Data shown:
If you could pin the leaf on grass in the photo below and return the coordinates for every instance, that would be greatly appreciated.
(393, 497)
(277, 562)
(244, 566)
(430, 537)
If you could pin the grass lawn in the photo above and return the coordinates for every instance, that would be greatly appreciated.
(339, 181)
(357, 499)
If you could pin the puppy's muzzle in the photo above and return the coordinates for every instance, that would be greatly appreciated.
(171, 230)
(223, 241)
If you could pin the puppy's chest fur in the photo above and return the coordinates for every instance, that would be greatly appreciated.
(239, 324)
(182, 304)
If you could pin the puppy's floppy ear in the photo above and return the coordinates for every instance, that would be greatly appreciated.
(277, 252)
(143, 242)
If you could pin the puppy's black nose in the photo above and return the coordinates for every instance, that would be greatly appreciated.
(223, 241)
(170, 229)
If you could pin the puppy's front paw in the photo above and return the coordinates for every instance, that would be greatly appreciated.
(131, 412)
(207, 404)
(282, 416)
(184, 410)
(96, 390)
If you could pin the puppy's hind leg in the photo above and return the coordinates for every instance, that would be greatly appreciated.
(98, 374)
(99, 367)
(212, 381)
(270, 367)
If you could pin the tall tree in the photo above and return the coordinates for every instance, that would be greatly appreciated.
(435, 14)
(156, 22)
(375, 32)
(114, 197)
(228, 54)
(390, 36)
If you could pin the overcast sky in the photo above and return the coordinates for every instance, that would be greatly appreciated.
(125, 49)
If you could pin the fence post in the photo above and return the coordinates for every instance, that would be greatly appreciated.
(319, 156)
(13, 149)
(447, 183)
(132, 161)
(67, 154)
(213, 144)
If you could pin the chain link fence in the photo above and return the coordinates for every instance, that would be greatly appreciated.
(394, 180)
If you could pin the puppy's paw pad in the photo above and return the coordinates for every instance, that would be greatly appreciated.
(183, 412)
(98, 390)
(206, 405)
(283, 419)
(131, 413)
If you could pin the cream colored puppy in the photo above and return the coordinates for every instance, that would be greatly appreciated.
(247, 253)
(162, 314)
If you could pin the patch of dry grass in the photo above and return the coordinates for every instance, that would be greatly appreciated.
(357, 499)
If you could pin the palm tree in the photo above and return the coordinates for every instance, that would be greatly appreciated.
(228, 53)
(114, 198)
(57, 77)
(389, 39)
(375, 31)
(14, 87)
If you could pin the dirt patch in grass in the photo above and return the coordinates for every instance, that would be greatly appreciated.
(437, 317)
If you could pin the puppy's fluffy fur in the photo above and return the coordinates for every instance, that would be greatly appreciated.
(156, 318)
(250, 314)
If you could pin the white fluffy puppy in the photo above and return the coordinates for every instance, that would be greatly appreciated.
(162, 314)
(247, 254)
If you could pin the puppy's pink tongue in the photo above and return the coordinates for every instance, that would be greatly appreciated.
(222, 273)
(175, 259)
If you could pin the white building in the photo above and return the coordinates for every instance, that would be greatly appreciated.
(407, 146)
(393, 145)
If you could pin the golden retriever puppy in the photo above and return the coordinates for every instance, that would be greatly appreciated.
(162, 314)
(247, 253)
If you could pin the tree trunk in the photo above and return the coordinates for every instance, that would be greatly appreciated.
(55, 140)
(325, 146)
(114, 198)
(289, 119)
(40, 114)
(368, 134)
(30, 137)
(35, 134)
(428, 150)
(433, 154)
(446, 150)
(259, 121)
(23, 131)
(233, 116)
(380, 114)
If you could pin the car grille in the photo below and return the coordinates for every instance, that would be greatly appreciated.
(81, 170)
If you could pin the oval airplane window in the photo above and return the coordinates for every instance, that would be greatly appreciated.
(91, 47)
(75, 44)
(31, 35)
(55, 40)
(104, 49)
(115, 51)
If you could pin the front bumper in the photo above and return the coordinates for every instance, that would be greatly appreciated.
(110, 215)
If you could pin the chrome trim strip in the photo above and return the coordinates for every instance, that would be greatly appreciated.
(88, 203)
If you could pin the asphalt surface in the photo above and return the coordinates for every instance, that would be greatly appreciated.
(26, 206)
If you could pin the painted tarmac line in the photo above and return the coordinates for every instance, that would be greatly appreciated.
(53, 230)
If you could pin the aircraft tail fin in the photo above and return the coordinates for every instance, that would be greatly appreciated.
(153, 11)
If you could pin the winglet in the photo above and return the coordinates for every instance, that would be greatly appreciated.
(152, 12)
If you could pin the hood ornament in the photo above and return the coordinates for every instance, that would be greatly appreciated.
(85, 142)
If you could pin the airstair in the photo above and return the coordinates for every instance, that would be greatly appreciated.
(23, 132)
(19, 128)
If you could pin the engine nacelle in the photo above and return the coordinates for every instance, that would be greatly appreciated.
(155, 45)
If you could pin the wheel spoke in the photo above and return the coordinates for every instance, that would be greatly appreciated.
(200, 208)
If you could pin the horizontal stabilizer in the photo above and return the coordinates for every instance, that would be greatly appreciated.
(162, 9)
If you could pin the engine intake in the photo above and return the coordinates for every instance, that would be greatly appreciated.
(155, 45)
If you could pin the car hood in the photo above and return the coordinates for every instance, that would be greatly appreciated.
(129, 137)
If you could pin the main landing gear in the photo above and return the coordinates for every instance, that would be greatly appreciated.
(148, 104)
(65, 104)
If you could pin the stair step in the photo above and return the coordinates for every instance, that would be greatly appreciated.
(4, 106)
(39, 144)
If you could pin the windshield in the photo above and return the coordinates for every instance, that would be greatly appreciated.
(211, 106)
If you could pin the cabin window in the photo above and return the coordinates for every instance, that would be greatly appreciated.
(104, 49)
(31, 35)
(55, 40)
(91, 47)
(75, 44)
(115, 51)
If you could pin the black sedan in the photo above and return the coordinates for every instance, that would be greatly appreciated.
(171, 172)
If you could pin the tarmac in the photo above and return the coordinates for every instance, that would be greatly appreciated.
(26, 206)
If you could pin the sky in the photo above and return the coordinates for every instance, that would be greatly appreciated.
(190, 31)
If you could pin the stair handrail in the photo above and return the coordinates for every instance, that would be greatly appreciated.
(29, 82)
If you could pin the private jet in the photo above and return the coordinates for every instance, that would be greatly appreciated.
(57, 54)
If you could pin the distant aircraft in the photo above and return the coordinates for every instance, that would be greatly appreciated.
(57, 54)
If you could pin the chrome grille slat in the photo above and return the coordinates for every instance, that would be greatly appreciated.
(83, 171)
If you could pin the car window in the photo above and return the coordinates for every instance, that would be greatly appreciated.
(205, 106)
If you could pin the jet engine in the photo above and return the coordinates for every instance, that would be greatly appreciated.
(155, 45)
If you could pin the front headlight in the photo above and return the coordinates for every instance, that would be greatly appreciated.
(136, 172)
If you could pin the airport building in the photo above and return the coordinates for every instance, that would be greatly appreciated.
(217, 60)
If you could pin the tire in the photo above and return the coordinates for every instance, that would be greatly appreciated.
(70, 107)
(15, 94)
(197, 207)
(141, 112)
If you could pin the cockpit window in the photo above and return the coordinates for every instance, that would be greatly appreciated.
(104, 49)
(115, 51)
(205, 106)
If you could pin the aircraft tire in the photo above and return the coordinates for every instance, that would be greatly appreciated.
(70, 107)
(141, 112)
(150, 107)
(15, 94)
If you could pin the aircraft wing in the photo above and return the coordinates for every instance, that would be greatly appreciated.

Challenge:
Repeat the entries exactly, all of them.

Exercise answer:
If you could pin the leaf on grass in the photo below and return the coordinates for every instance, that would be greatly appreciated.
(393, 497)
(277, 562)
(244, 566)
(430, 537)
If you could pin the grass lawn in the photo above and return the coordinates for every instance, that would be greatly appreciated.
(339, 181)
(357, 499)
If you could pin the puppy's muzzle in the photo above and return the coordinates for every instance, that would be greatly appreciated.
(171, 230)
(223, 241)
If you could pin the puppy's chest fur in the photo above and return the coordinates for every instance, that would be greatly appreciated.
(239, 324)
(182, 304)
If you could pin the puppy's floppy ear in the photo above and return the coordinates for every instance, that would be greatly appreciated.
(277, 252)
(143, 242)
If you could pin the puppy's black nose in the photo above and return the coordinates for every instance, that would be greatly appreciated.
(223, 241)
(170, 229)
If you could pin the puppy's front paw in the photo above and return the coordinates for every instance, that would be greatly appreciated.
(131, 412)
(207, 404)
(282, 416)
(184, 410)
(96, 390)
If you could pin the puppy's hind leg in the photo above and return the coordinates for every instance, that would be greatly appreciated.
(98, 374)
(99, 367)
(212, 381)
(270, 367)
If you could pin the tall tree in the photo above and return the coordinates for every instance, that would be greatly appreciated.
(435, 14)
(156, 22)
(375, 32)
(114, 197)
(228, 54)
(390, 36)
If you could pin the overcast sky in the photo above and return the coordinates for every instance, that would be greatly appreciated.
(125, 49)
If you could pin the fence post in the photo above and return the coordinates for every instance, that would be greatly appreciated.
(319, 156)
(13, 149)
(447, 183)
(132, 161)
(67, 154)
(213, 144)
If you could pin the chain link fence in the photo above and return the coordinates for every instance, that would be greatly appreciated.
(394, 180)
If you could pin the puppy's paw pad in the photo above and return the coordinates for every instance, that would be greatly appreciated.
(183, 412)
(98, 390)
(206, 405)
(283, 419)
(131, 413)
If you could pin the cream colored puppy in the photo above and return the coordinates for every instance, that would be greatly appreciated.
(247, 253)
(162, 314)
If you could pin the patch of dry grass in the photo above and return the coordinates for every instance, that would be greatly appreciated.
(357, 499)
If you could pin the palm tree in the photo above and return the coordinates for every instance, that would be greatly appreciated.
(228, 53)
(114, 198)
(57, 77)
(389, 39)
(375, 31)
(14, 87)
If you could pin the dirt patch in grass in the photo above and return the coordinates for every instance, that would be greatly appreciated.
(437, 317)
If you could pin the puppy's fluffy fur in the photo above and return the coordinates for every instance, that would be greatly appreciated.
(156, 318)
(250, 314)
If you could pin the white fluffy puppy in the photo above and return the coordinates for every instance, that would be greatly appreciated.
(162, 314)
(247, 254)
If you could pin the puppy's pink tongue in the photo above and return the coordinates for every instance, that would be greatly appreciated.
(222, 273)
(175, 259)
If you could pin the white building in the photo above and return the coordinates for every instance, that would be greatly appreciated.
(407, 146)
(393, 145)
If you could pin the golden retriever puppy in the photo above and return the coordinates for every instance, that would be greatly appreciated.
(162, 314)
(247, 253)
If you could pin the tree trunk in the photo above and return the coordinates for every instance, that would be greatly appreciated.
(55, 140)
(325, 146)
(114, 198)
(289, 119)
(40, 114)
(368, 134)
(30, 137)
(35, 134)
(428, 150)
(433, 154)
(446, 150)
(259, 121)
(23, 131)
(233, 116)
(380, 114)
If you could pin the car grille in the photo below and return the coordinates for every instance, that would be greatly appreciated.
(81, 170)
If you could pin the oval airplane window in the photo above and return the coordinates for every instance, that would be greatly appreciated.
(91, 47)
(75, 44)
(31, 35)
(55, 40)
(104, 49)
(115, 51)
If you could pin the front bumper in the photo above and return the coordinates for every instance, that would be greatly appreciated.
(110, 215)
If you could pin the chrome trim strip in the photo above and return the coordinates for every instance, that would be greatly appreciated.
(88, 203)
If you could pin the asphalt surface in the photo above and return the coordinates for every instance, that would be greatly appreciated.
(26, 206)
If you could pin the painted tarmac line in the photo above and return the coordinates for every instance, that would be greatly appreciated.
(53, 230)
If you could pin the aircraft tail fin in the photo above and return the coordinates for every instance, that would be greatly appreciated.
(153, 11)
If you could pin the winglet in the photo above and return the coordinates for every instance, that would be greatly appreciated.
(152, 12)
If you could pin the hood ornament in the photo above and return the coordinates for every instance, that would be greatly appreciated.
(85, 142)
If you could pin the airstair in the photo above and return the coordinates for every instance, that would be greatly appreciated.
(23, 132)
(19, 128)
If you could pin the engine nacelle in the photo above and return the coordinates for every instance, that would be greatly appreciated.
(155, 45)
If you could pin the wheel spoke in the photo above and return the coordinates for every instance, that would be greatly appreciated.
(200, 208)
If you could pin the horizontal stabilizer in the photo above and return the coordinates for every instance, that would be greatly appreciated.
(162, 9)
If you could pin the engine intake in the photo above and return the coordinates for every instance, that would be greatly appreciated.
(155, 45)
If you could pin the car hood in the photo above and return the coordinates for every instance, that would be greatly appreciated.
(129, 137)
If you could pin the main landing gear in the photo above and return the coordinates for every instance, that would be greatly appreciated.
(148, 104)
(65, 104)
If you could pin the stair step in the photo above and return the coordinates for every instance, that would be greatly appreciated.
(4, 106)
(39, 144)
If you could pin the windshield in the photo above and return the coordinates for every instance, that would be greatly appreciated.
(211, 106)
If you could pin the cabin window in the photo above and return the coordinates for every instance, that would be greatly appreciated.
(104, 49)
(31, 35)
(55, 40)
(91, 47)
(75, 44)
(115, 51)
If you could pin the black sedan in the photo above and return the coordinates for every instance, that would be greatly appreciated.
(171, 172)
If you could pin the tarmac in the photo above and return the coordinates for every instance, that would be greatly appreciated.
(26, 206)
If you could pin the sky in the photo above and return the coordinates for every instance, that would be greatly appreciated.
(190, 31)
If you could pin the stair handrail in the photo above and return the coordinates for every instance, that would be greatly appreciated.
(29, 82)
If you could pin the private jet in the photo above and return the coordinates for every instance, that would be greatly appreciated.
(57, 54)
If you could pin the distant aircraft in the photo above and return the coordinates for every instance, that would be greatly appreciated.
(57, 54)
If you could pin the chrome grille slat in the photo above and return the coordinates for every instance, that would be greatly appreciated.
(83, 171)
If you could pin the car window in the photo above and return the coordinates for every instance, that would be greatly appreciated.
(205, 106)
If you could pin the jet engine in the photo above and return the coordinates for every instance, that would be greatly appreciated.
(155, 45)
If you could pin the front headlight in the photo above and return the coordinates for every instance, that would be greatly appreciated.
(136, 172)
If you could pin the airport building in the photo above and return the coordinates for every instance, that would be greatly appreciated.
(217, 60)
If you could pin the tire in the photo above and return the coordinates for every instance, that would be greatly appreciated.
(70, 107)
(15, 94)
(197, 207)
(141, 112)
If you could pin the cockpit window in the photo above and return the coordinates for every instance, that would be greatly appreciated.
(104, 49)
(115, 51)
(205, 106)
If you could pin the aircraft tire in the photo above and return the coordinates for every instance, that would be greatly appreciated.
(70, 107)
(141, 112)
(150, 107)
(15, 94)
If you could pin the aircraft wing in the photo above and return the coordinates for every instance, that would be greatly appreciated.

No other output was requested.